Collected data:
┄┄┄┄┄┄┄┄┄┄

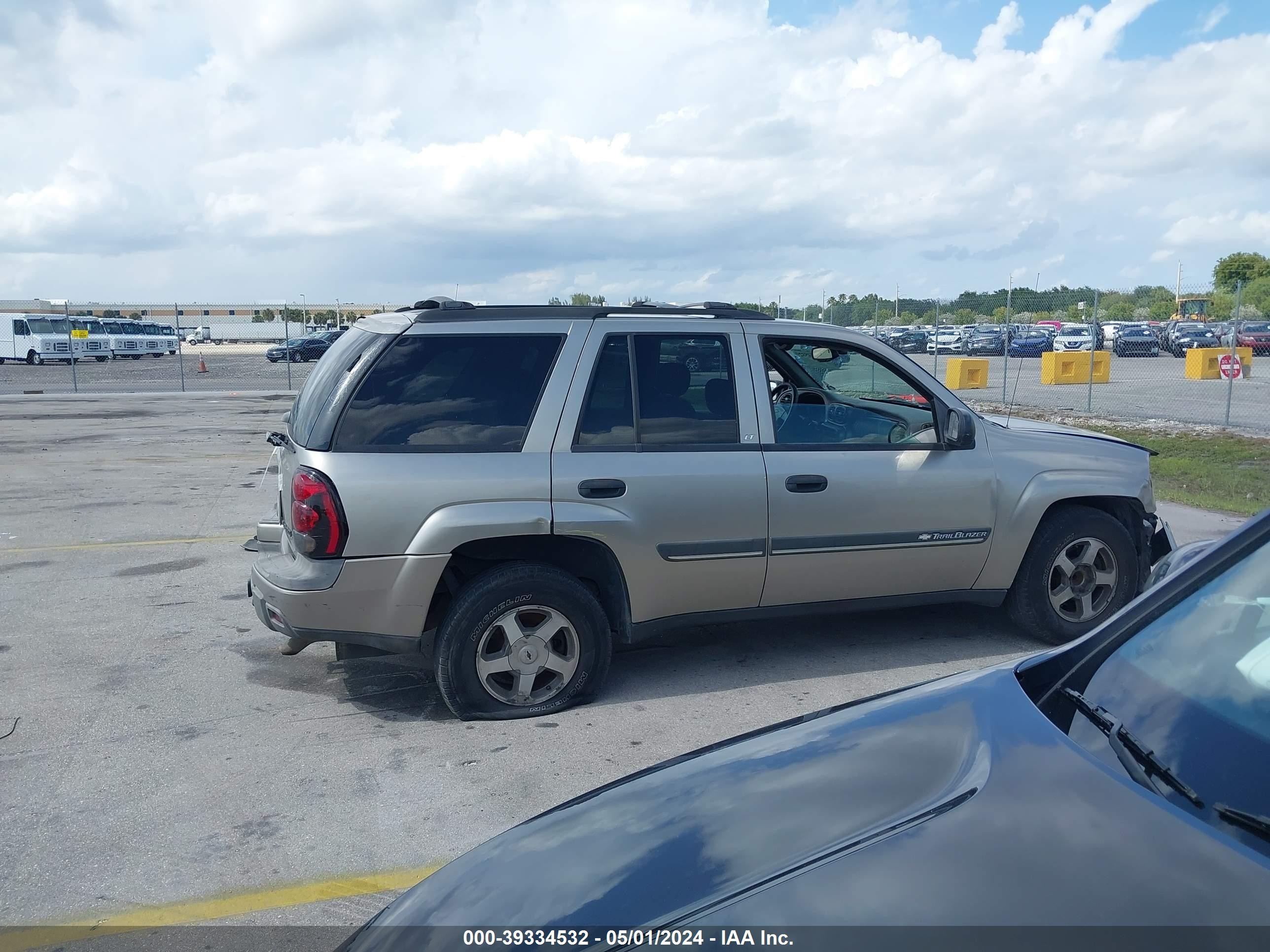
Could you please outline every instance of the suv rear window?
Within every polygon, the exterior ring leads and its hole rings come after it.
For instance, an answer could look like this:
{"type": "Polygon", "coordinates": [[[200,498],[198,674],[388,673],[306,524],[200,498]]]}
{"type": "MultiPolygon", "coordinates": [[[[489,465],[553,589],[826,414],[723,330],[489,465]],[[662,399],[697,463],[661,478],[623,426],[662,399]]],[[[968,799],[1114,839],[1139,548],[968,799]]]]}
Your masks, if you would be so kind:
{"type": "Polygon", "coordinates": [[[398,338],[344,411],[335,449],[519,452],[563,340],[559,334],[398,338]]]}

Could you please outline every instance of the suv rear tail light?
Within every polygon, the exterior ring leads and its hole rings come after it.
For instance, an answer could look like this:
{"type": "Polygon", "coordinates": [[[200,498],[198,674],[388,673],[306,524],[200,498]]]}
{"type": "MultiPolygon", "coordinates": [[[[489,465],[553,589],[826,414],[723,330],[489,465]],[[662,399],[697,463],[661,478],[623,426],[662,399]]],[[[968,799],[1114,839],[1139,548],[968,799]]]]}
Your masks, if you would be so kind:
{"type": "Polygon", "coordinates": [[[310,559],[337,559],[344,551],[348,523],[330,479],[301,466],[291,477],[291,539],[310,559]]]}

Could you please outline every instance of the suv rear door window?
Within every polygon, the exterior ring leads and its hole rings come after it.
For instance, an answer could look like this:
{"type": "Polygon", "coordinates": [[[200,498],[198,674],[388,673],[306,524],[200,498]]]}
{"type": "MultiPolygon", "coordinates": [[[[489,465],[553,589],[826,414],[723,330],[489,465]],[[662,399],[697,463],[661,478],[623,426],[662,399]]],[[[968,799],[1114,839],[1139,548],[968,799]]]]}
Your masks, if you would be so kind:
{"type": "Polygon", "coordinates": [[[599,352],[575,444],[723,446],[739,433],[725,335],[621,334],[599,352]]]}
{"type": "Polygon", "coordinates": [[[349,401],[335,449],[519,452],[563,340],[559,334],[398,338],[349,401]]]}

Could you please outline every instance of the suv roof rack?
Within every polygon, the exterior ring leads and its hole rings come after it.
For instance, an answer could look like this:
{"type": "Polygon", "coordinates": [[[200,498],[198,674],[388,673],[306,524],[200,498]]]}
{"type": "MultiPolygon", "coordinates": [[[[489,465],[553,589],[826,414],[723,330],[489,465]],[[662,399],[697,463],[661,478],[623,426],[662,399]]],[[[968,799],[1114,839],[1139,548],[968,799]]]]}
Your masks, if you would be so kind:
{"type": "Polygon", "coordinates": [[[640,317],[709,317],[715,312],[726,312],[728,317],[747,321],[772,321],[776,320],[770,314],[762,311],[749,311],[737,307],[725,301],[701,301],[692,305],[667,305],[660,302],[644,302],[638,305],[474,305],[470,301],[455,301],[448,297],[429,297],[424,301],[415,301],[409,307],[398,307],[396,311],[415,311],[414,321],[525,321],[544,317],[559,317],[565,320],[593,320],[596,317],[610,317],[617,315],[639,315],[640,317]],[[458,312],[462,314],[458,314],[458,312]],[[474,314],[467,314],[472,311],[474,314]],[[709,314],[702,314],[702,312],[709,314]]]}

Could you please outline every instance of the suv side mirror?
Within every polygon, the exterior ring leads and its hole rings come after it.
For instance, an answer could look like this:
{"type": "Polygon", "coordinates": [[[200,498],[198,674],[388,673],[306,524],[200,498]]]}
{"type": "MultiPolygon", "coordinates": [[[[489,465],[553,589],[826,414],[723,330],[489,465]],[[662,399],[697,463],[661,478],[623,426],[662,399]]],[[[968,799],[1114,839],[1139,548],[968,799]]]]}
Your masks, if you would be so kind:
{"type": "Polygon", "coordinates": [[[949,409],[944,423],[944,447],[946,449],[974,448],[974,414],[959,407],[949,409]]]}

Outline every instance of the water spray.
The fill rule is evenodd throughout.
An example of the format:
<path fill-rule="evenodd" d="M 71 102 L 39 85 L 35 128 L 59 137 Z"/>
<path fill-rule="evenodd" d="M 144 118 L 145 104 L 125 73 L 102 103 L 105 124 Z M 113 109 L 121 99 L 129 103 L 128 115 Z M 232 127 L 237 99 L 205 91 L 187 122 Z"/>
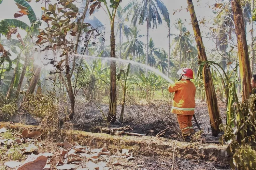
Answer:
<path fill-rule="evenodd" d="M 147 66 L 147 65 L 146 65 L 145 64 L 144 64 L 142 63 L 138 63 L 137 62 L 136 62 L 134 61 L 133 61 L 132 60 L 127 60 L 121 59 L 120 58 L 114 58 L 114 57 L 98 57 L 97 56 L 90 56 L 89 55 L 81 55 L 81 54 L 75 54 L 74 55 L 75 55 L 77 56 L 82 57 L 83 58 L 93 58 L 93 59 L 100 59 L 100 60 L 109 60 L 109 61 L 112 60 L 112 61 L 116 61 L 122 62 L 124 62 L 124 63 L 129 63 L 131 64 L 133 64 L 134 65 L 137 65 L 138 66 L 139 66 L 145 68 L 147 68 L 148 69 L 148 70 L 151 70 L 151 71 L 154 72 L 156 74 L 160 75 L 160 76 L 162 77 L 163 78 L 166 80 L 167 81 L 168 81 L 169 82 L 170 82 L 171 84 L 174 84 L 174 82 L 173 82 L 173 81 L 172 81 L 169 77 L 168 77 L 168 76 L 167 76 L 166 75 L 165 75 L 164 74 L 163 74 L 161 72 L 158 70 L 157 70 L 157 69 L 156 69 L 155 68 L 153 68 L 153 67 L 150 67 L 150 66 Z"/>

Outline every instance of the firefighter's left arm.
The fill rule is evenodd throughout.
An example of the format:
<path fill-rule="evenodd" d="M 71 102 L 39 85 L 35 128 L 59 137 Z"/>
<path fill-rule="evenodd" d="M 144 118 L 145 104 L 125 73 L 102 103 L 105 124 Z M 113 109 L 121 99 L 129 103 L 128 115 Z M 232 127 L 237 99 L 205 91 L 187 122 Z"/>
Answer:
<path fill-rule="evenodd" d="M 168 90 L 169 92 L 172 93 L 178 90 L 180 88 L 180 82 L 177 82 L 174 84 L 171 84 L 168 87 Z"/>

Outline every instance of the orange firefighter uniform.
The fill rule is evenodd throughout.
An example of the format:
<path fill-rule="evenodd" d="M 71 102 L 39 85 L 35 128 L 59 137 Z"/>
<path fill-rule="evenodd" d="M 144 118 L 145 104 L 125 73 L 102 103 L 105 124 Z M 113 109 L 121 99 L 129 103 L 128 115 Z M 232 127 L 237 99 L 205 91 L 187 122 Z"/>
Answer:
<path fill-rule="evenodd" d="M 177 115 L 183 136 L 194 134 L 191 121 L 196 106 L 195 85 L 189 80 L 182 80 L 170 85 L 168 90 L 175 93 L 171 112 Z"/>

┄┄┄┄┄┄┄┄┄┄

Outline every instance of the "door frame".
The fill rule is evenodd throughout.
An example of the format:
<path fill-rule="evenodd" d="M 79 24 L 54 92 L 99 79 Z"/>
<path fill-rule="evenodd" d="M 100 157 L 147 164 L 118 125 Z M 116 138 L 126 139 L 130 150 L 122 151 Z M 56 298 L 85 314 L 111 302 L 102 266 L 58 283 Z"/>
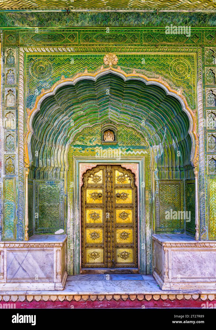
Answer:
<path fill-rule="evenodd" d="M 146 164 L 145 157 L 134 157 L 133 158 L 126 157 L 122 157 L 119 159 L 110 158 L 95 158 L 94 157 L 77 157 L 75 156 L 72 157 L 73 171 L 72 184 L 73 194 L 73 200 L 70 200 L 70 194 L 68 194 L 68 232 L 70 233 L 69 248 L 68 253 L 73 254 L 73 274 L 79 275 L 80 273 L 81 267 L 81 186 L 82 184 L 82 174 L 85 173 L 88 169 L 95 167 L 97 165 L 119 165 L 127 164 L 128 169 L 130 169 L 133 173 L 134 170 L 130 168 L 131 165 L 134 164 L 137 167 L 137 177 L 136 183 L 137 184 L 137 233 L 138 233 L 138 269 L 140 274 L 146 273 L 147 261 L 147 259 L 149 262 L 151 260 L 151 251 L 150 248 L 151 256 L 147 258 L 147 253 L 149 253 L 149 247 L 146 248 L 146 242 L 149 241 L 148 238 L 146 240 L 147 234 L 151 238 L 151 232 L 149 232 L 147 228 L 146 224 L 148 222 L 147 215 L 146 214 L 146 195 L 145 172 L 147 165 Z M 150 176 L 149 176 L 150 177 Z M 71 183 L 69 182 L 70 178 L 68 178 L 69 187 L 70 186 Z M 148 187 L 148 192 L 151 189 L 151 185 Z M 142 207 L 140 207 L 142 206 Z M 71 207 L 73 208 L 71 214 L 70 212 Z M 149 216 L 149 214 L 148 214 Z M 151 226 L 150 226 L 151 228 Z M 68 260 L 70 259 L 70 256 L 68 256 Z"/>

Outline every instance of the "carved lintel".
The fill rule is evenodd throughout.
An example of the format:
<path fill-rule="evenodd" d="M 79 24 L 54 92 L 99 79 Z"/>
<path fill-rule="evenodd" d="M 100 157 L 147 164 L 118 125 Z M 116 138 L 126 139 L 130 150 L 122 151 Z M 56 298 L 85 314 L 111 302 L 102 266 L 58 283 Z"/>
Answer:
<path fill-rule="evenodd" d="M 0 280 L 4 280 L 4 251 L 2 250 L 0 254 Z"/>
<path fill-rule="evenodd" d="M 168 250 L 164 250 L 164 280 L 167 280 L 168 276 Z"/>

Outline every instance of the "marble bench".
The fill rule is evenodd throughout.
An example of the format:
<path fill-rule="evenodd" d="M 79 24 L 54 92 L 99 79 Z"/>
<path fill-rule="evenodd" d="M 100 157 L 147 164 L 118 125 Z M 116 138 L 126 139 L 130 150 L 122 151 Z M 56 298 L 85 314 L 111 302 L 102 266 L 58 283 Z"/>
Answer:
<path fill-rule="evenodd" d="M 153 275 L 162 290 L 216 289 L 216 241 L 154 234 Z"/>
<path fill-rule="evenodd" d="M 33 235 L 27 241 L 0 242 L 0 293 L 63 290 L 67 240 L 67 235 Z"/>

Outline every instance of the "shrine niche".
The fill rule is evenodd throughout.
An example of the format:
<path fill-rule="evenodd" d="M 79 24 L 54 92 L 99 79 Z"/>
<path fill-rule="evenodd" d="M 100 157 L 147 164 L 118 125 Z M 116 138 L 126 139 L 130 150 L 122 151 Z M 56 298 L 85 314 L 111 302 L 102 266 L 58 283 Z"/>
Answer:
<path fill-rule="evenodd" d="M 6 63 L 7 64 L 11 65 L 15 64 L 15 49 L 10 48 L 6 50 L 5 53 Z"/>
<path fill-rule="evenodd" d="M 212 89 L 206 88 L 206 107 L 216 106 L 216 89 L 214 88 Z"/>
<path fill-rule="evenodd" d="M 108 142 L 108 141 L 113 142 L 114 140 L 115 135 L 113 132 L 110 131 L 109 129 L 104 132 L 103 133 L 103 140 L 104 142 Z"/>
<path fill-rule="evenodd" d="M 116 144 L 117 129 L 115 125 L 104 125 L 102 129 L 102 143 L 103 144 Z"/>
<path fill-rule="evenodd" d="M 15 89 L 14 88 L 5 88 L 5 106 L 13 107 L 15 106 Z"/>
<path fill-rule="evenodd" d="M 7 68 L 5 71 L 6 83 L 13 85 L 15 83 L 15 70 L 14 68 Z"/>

┄┄┄┄┄┄┄┄┄┄

## REQUEST
Gather every line of the records that contains the word "window", treating uppercase and lowercase as different.

## THE RESPONSE
Could you please outline every instance of the suv rear window?
Could you please outline every instance of the suv rear door window?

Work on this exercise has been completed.